### [Reading text]
╔══

By:Hurdon R. Hastings III, Webster, New York
Date:Monday 4 November 2002
Rating:   8

A good read for Dr. Who fans. This was one of my first in the MISSING ADEVENTURE series, that I read. Each Doctor has their own likeable qualities. The first Doctor is always telling Chesterton to not do this or that. This story has it all. I recommend it.



Every witch way

By:Darrg, Wessex
Date:Tuesday 1 March 2005
Rating:   6

On a subjective basis I didn't enjoy this at all as I loathe sword and sorcery type fantasy, but to be fair it is a well-written knockabout adventure, you always know who are the good guys and the bad guys (except of course for the Surprise Revelation)and the pseudo-science conceit that explains away the wizards and dragons makes it almost forgiveable!



Awful

By:softwsolu1, New York, US
Date:Sunday 8 May 2005
Rating:   1

Childish attempt to write a bad fantasy rip-off of Lord of the Rings. This is as bad as Doctor Who writing can get...toxic.



Swords, Sorcery, Science and Spaceships

By:simon, Bristol
Date:Thursday 29 March 2007
Rating:   8

Hartnell stories can, let's be honest, be hard work. There's a worthiness that infects the writing, and a temptation to make knowing reference to the actor's absent mindedness and temper that always seems to end in caricature.

╚══

### [Information shown]
╔══

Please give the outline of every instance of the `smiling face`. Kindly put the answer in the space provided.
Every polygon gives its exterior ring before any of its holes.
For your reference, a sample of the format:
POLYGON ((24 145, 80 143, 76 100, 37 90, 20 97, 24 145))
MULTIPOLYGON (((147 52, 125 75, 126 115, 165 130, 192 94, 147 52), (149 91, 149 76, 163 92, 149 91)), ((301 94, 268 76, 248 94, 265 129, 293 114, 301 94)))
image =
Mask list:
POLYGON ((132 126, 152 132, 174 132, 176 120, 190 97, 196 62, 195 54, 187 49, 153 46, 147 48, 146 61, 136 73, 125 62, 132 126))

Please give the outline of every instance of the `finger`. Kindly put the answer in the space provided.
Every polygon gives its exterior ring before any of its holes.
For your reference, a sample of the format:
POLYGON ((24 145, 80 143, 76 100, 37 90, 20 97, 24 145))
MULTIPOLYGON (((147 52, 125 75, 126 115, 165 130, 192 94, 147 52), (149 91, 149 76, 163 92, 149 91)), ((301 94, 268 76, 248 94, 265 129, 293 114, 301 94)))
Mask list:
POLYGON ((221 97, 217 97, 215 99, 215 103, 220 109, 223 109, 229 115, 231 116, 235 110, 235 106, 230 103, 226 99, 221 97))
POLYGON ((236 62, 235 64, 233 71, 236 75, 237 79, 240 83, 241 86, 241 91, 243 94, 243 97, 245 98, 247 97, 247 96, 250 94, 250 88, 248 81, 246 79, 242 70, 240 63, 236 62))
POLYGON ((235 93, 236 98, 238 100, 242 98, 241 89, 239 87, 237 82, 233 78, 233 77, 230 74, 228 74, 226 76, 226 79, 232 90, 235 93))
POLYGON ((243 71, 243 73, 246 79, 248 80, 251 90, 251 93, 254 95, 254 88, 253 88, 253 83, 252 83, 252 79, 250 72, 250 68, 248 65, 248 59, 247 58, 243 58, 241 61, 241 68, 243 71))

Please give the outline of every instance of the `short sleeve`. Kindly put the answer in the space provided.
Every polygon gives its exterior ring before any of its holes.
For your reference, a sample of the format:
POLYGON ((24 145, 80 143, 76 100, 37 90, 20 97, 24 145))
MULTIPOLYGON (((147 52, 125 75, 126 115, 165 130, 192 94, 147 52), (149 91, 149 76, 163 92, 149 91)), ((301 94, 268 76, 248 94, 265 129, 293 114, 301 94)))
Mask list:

╚══

### [Task to carry out]
For each statement marked 1., 2., and 3., say yes or no to whether it agrees with the book reviews, and quote the words of the reviews that decide it.
1. The reviewer from Wessex enjoyed the book.
2. The reviewer from New York, US, calls the book a rip-off of Lord of the Rings.
3. The reviewer from Webster, New York, says the first Doctor is always telling Chesterton not to do things.
The listing is separate material and has nothing to do with the book reviews.

### [Response to the task]
1. No: "On a subjective basis I didn't enjoy this at all"
2. Yes: "Childish attempt to write a bad fantasy rip-off of Lord of the Rings."
3. Yes: "The first Doctor is always telling Chesterton to not do this or that."